Quote the following lines verbatim, with no changes.

start

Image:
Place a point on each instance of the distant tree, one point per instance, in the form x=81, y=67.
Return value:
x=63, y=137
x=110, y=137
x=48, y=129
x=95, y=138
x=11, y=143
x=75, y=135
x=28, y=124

end

▶ _Response for this exercise_:
Image:
Place a point on each instance of the distant tree, one point per instance, in the form x=81, y=67.
Return value:
x=63, y=137
x=110, y=137
x=48, y=129
x=95, y=138
x=11, y=143
x=75, y=135
x=28, y=124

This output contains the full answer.